Copy exactly, and only, the lines from the line containing "Could you please indicate the reflection" through the last line of the records below, both included.

───── Records provided

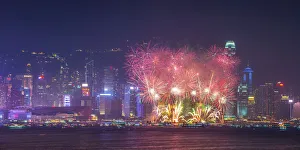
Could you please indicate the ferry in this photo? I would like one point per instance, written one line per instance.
(16, 126)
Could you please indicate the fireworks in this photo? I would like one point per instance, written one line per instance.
(166, 76)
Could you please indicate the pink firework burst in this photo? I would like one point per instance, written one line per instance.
(165, 74)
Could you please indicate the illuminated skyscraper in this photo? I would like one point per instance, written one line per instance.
(40, 97)
(230, 48)
(3, 95)
(244, 92)
(282, 105)
(265, 101)
(90, 76)
(110, 96)
(231, 111)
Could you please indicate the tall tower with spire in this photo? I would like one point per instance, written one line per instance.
(230, 113)
(230, 48)
(245, 92)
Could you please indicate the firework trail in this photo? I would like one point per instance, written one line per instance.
(166, 76)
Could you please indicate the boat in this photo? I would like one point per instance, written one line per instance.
(16, 126)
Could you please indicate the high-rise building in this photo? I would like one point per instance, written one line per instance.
(132, 103)
(282, 104)
(86, 98)
(40, 96)
(244, 92)
(23, 83)
(230, 48)
(265, 101)
(8, 85)
(231, 111)
(90, 76)
(3, 93)
(110, 95)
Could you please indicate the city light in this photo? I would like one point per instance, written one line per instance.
(206, 90)
(105, 94)
(84, 85)
(175, 90)
(193, 93)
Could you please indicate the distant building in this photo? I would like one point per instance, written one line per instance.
(3, 93)
(265, 101)
(230, 48)
(244, 91)
(40, 96)
(282, 105)
(111, 95)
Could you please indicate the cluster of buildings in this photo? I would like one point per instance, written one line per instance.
(91, 83)
(93, 87)
(269, 101)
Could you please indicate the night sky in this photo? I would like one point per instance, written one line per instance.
(266, 33)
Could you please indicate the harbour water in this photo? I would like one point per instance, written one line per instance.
(154, 138)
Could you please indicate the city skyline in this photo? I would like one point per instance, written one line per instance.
(266, 35)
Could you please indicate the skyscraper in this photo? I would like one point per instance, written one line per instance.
(40, 97)
(3, 93)
(231, 111)
(244, 91)
(230, 48)
(110, 96)
(90, 76)
(265, 101)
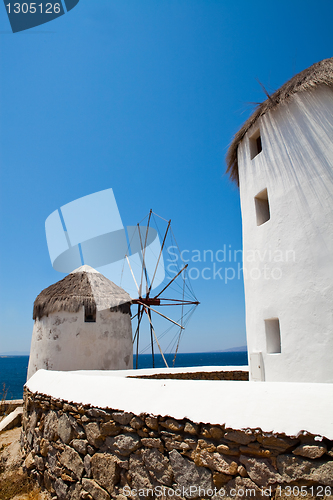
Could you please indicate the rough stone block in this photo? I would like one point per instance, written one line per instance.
(105, 471)
(95, 490)
(310, 451)
(240, 437)
(122, 418)
(65, 430)
(93, 434)
(260, 471)
(187, 474)
(294, 468)
(72, 461)
(51, 426)
(124, 444)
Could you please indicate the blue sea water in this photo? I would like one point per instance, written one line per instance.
(13, 369)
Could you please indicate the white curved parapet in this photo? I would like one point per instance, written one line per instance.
(279, 407)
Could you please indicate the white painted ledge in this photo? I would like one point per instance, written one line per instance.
(281, 407)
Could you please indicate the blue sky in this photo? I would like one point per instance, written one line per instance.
(142, 97)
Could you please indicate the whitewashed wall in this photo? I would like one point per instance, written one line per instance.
(290, 277)
(63, 341)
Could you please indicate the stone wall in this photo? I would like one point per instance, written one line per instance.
(79, 452)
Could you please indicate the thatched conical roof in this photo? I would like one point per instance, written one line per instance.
(320, 73)
(84, 287)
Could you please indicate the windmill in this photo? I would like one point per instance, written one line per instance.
(148, 301)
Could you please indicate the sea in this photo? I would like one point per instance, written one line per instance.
(13, 369)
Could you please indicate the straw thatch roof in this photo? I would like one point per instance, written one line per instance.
(320, 73)
(86, 288)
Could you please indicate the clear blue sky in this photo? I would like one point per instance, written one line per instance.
(143, 97)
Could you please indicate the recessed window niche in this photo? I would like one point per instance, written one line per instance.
(273, 336)
(262, 207)
(89, 315)
(255, 144)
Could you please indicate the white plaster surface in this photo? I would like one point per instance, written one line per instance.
(63, 341)
(274, 407)
(288, 260)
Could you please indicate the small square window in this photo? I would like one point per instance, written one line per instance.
(89, 315)
(255, 144)
(262, 207)
(273, 336)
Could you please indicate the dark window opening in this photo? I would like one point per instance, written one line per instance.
(255, 144)
(273, 336)
(89, 315)
(262, 207)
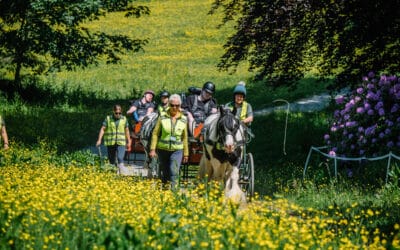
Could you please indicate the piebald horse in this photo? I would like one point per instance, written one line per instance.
(224, 139)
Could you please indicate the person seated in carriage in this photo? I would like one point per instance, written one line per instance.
(198, 107)
(162, 107)
(140, 108)
(241, 108)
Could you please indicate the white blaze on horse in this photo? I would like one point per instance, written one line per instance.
(224, 139)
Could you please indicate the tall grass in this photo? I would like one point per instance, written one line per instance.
(57, 202)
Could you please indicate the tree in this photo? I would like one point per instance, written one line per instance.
(48, 34)
(283, 39)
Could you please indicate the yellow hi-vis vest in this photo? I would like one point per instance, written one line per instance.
(171, 134)
(243, 112)
(115, 135)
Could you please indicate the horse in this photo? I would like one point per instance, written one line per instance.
(224, 139)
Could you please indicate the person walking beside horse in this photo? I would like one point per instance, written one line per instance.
(199, 107)
(4, 135)
(170, 138)
(115, 130)
(241, 108)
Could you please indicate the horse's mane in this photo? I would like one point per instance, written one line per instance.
(210, 127)
(224, 118)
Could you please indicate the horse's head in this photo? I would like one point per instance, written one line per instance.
(227, 128)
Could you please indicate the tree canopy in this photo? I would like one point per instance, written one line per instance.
(283, 39)
(48, 34)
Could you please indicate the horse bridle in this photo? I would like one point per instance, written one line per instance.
(222, 131)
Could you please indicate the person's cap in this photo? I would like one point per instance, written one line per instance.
(209, 87)
(164, 94)
(149, 91)
(240, 88)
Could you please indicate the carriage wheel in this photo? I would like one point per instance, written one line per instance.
(247, 175)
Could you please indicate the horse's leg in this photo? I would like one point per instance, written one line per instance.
(205, 168)
(218, 170)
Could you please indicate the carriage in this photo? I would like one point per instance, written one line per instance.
(138, 158)
(189, 171)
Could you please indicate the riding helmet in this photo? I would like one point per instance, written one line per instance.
(209, 87)
(240, 89)
(164, 93)
(149, 91)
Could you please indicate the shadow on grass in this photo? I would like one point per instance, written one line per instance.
(276, 164)
(68, 118)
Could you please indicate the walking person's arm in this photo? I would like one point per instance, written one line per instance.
(101, 133)
(154, 138)
(4, 136)
(128, 139)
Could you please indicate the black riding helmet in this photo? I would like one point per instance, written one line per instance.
(209, 87)
(164, 93)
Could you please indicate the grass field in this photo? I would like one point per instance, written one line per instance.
(56, 196)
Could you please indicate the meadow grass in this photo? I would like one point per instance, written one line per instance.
(56, 118)
(69, 201)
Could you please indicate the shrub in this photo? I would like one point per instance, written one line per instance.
(366, 122)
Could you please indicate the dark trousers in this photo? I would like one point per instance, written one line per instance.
(170, 162)
(116, 152)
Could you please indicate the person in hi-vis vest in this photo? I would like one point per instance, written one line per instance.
(243, 109)
(3, 135)
(170, 138)
(115, 130)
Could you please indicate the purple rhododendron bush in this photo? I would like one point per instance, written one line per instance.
(366, 122)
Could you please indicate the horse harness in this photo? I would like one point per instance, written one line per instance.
(217, 146)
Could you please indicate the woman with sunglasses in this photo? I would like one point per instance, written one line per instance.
(115, 129)
(170, 139)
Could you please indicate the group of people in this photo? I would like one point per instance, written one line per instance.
(177, 121)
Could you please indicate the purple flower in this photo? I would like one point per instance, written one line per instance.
(379, 105)
(360, 110)
(370, 95)
(351, 124)
(395, 108)
(340, 100)
(370, 130)
(371, 74)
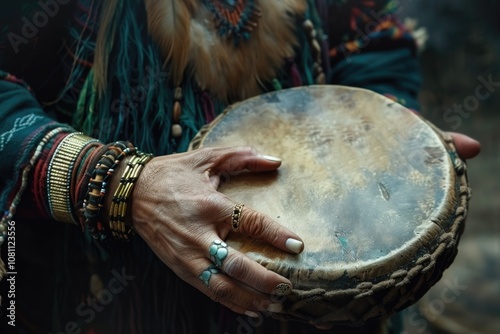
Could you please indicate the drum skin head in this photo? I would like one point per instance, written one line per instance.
(368, 185)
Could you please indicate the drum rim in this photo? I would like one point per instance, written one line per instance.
(397, 273)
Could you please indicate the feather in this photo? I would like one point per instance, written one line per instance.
(227, 71)
(169, 25)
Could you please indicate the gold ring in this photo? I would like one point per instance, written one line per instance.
(236, 216)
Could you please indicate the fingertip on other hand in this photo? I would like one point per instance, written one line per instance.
(466, 146)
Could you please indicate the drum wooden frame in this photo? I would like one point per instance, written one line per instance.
(345, 286)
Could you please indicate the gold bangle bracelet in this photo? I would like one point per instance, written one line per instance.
(118, 208)
(59, 176)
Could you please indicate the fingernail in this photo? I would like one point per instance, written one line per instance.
(472, 141)
(275, 308)
(251, 314)
(271, 158)
(294, 245)
(283, 289)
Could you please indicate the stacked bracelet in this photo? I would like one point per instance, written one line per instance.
(59, 176)
(98, 184)
(118, 208)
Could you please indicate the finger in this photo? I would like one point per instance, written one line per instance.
(467, 147)
(240, 267)
(223, 289)
(262, 227)
(234, 159)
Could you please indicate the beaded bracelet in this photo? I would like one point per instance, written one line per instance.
(59, 175)
(118, 208)
(97, 186)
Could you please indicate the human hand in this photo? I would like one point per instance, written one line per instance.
(178, 211)
(467, 147)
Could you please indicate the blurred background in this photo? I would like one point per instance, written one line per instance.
(460, 54)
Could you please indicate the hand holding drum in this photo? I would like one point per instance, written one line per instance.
(378, 196)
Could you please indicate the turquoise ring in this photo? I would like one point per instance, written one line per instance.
(206, 275)
(218, 252)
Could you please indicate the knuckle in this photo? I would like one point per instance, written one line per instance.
(222, 291)
(255, 224)
(235, 267)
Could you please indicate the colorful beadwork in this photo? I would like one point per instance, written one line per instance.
(236, 18)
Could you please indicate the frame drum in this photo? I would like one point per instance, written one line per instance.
(378, 195)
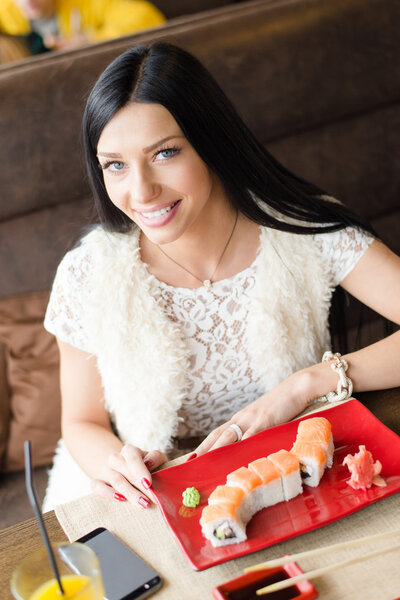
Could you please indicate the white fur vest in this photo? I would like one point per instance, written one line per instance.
(141, 354)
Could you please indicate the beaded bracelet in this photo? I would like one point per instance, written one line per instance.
(344, 388)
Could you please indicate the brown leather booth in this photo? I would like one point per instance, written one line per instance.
(318, 81)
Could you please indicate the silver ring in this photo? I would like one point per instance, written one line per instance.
(237, 430)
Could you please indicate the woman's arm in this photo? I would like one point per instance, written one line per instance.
(87, 432)
(375, 281)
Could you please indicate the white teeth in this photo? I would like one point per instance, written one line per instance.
(158, 213)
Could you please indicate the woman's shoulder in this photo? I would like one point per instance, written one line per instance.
(92, 248)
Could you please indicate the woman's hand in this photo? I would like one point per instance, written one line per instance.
(127, 476)
(279, 405)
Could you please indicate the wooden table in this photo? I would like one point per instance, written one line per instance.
(21, 539)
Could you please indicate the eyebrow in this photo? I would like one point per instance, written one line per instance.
(145, 150)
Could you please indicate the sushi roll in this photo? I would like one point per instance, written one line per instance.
(289, 467)
(312, 462)
(222, 525)
(317, 430)
(226, 493)
(249, 482)
(270, 491)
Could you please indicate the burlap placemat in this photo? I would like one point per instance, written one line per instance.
(148, 535)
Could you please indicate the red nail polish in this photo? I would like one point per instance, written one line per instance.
(143, 502)
(119, 497)
(145, 483)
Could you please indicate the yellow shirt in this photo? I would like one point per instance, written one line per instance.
(97, 19)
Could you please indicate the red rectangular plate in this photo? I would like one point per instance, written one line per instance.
(352, 425)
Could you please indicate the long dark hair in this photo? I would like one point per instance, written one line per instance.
(255, 182)
(162, 73)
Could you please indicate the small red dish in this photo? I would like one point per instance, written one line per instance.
(245, 586)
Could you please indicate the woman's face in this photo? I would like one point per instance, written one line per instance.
(153, 174)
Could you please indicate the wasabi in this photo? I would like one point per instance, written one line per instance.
(191, 497)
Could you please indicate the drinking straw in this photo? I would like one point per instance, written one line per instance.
(39, 517)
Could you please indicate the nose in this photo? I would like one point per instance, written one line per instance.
(142, 187)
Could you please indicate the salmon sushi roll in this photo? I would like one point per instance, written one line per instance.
(226, 493)
(312, 462)
(222, 525)
(248, 481)
(317, 430)
(270, 491)
(289, 467)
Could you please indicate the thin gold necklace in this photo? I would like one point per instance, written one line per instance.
(206, 282)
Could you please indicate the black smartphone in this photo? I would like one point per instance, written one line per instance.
(125, 575)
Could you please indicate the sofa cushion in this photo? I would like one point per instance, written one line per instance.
(32, 365)
(4, 403)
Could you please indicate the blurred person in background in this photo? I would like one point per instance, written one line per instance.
(42, 25)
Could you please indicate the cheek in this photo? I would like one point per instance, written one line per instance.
(197, 180)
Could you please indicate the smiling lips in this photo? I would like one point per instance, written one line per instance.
(157, 218)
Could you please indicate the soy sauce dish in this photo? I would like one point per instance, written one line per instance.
(245, 586)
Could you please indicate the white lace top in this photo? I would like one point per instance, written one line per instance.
(213, 323)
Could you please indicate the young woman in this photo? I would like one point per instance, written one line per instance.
(198, 308)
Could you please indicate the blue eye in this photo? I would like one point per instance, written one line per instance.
(113, 166)
(166, 153)
(116, 165)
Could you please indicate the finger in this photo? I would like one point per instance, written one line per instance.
(136, 471)
(101, 488)
(210, 440)
(153, 459)
(228, 436)
(123, 486)
(251, 431)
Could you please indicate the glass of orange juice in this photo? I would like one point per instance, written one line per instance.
(79, 570)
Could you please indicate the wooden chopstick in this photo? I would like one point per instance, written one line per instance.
(283, 560)
(281, 585)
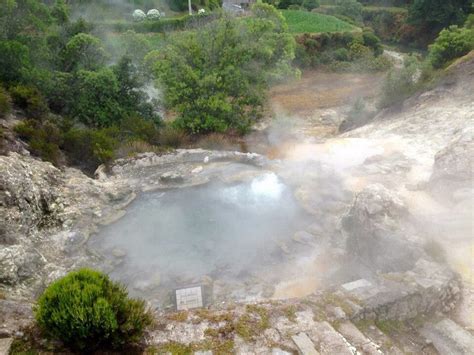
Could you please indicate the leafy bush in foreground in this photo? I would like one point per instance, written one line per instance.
(451, 43)
(5, 102)
(86, 310)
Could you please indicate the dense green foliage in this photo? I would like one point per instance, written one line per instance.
(388, 23)
(431, 16)
(341, 51)
(299, 4)
(86, 310)
(402, 83)
(312, 22)
(215, 78)
(5, 102)
(452, 42)
(59, 73)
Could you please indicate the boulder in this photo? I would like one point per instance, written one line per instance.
(453, 165)
(376, 231)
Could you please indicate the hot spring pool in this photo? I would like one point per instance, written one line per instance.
(175, 238)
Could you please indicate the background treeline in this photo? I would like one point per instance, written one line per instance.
(79, 102)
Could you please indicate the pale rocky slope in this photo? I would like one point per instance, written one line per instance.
(390, 294)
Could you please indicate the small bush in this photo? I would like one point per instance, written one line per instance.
(44, 139)
(452, 43)
(5, 102)
(137, 146)
(402, 83)
(29, 99)
(90, 147)
(172, 137)
(86, 310)
(137, 128)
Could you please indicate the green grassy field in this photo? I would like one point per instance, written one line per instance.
(311, 22)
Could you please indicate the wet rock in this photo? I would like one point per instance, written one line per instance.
(453, 166)
(16, 264)
(5, 345)
(449, 338)
(171, 177)
(197, 170)
(119, 253)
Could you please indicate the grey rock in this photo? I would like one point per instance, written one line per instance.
(453, 167)
(449, 338)
(304, 344)
(375, 236)
(171, 177)
(331, 342)
(5, 345)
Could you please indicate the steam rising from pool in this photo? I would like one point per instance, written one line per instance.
(175, 238)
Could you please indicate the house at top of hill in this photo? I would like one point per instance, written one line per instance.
(237, 6)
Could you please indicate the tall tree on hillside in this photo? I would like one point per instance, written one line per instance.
(431, 16)
(216, 78)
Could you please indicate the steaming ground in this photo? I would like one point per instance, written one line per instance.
(176, 238)
(245, 235)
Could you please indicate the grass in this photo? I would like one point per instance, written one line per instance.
(312, 22)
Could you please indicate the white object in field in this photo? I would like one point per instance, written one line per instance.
(153, 14)
(138, 15)
(188, 298)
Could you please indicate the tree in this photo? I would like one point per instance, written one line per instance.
(349, 8)
(131, 98)
(215, 78)
(14, 61)
(83, 51)
(96, 101)
(452, 43)
(431, 16)
(23, 18)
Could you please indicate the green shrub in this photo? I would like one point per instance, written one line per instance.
(5, 102)
(29, 99)
(402, 83)
(310, 4)
(373, 42)
(44, 139)
(172, 137)
(469, 22)
(86, 310)
(342, 54)
(137, 128)
(90, 147)
(452, 43)
(14, 60)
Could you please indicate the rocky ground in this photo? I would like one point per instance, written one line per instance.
(385, 198)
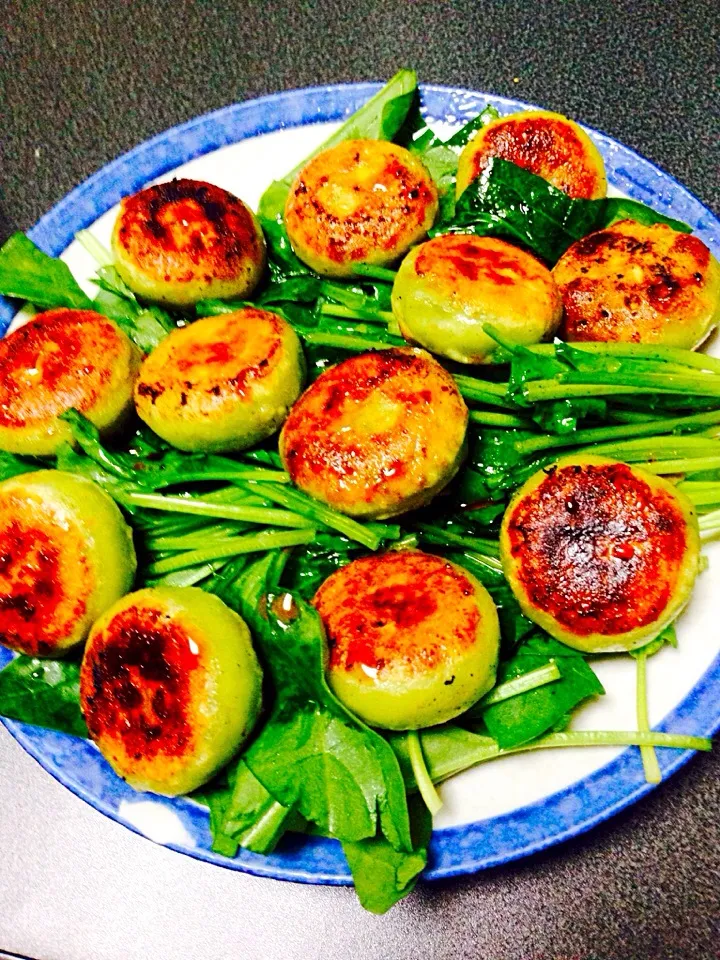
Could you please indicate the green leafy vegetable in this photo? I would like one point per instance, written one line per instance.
(244, 814)
(43, 692)
(383, 875)
(527, 716)
(29, 274)
(313, 754)
(509, 202)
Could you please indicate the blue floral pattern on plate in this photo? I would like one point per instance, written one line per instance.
(182, 824)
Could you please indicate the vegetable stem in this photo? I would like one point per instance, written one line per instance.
(252, 543)
(491, 419)
(376, 273)
(527, 681)
(205, 508)
(420, 772)
(689, 358)
(489, 548)
(342, 341)
(350, 313)
(97, 251)
(647, 752)
(650, 428)
(316, 511)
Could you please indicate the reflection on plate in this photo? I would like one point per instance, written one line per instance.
(497, 812)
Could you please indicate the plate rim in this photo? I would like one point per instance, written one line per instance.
(204, 134)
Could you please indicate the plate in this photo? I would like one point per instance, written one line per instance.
(497, 812)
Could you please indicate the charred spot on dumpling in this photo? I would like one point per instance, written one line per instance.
(222, 383)
(601, 555)
(378, 434)
(547, 144)
(448, 288)
(186, 240)
(65, 554)
(413, 638)
(639, 284)
(360, 202)
(61, 359)
(169, 687)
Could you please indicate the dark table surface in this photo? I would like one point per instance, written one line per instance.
(85, 81)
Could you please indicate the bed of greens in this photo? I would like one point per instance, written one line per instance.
(235, 526)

──────────

- _Exercise result_
Could you please indicate the reflection on plate in this photo? I would like one point per instance, written one line per instance.
(497, 812)
Could you please indicate the plate rim in this photo? I would like one point per instance, written one line per instance.
(204, 134)
Could you please indicate the plate in this photo? I would like one point per instance, written one line per instance.
(497, 812)
Could you please indicate the charred spot on dumpling in this photo? I would like one point per instance, written one line per instance.
(222, 383)
(601, 555)
(378, 434)
(547, 144)
(448, 288)
(186, 240)
(65, 554)
(413, 638)
(639, 284)
(360, 202)
(61, 359)
(169, 687)
Could you please indicate the dark table surface in this photo? I would like one point per instance, written one line per instance.
(85, 81)
Could you please indicate the bed of greens in this photo? I would like one point per instance, written one line per instance.
(235, 526)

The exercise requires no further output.